BEGIN RECORDED INFORMATION

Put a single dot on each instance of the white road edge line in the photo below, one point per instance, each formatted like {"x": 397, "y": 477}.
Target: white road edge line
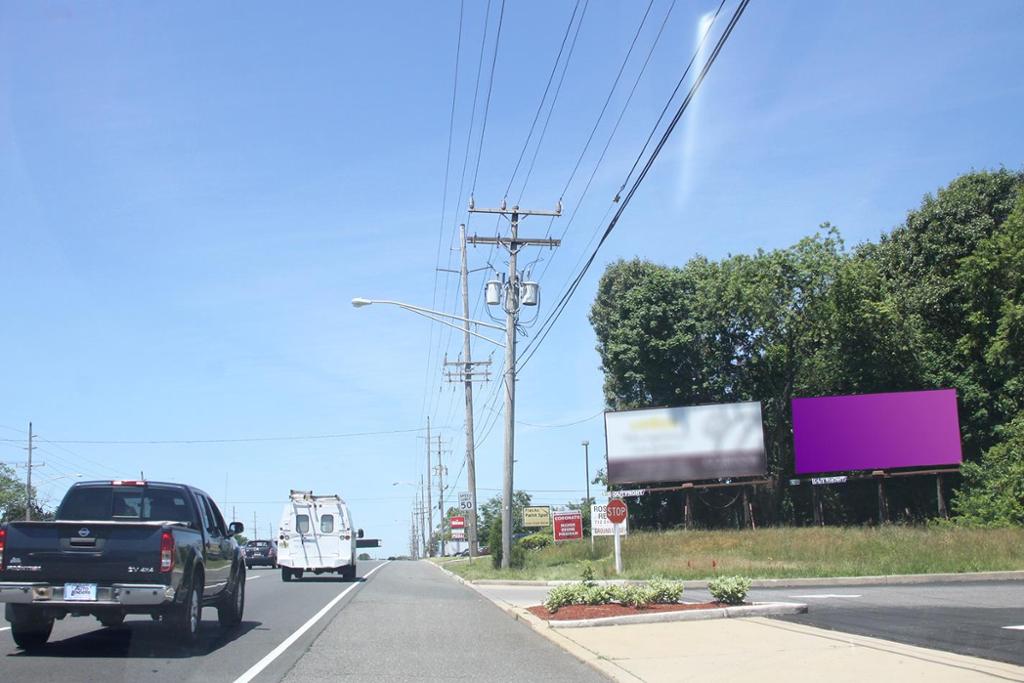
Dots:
{"x": 257, "y": 668}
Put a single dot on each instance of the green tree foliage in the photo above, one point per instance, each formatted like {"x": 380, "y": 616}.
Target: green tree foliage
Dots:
{"x": 491, "y": 514}
{"x": 12, "y": 498}
{"x": 936, "y": 302}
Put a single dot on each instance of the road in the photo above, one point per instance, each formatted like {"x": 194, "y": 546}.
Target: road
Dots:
{"x": 400, "y": 621}
{"x": 968, "y": 619}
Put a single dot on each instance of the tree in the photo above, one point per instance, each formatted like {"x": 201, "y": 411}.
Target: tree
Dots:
{"x": 491, "y": 514}
{"x": 12, "y": 498}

END RECORDED INFORMATION

▶ _YOUR ASSIGNMENT_
Only the lines holding the string "green" are needed; copy each of them from the material above.

▶ _COMPLETED TASK_
Put a single dot on each instance of the green tree foliage in the photo above, one point per instance, each formatted like {"x": 380, "y": 616}.
Target: green tree foliage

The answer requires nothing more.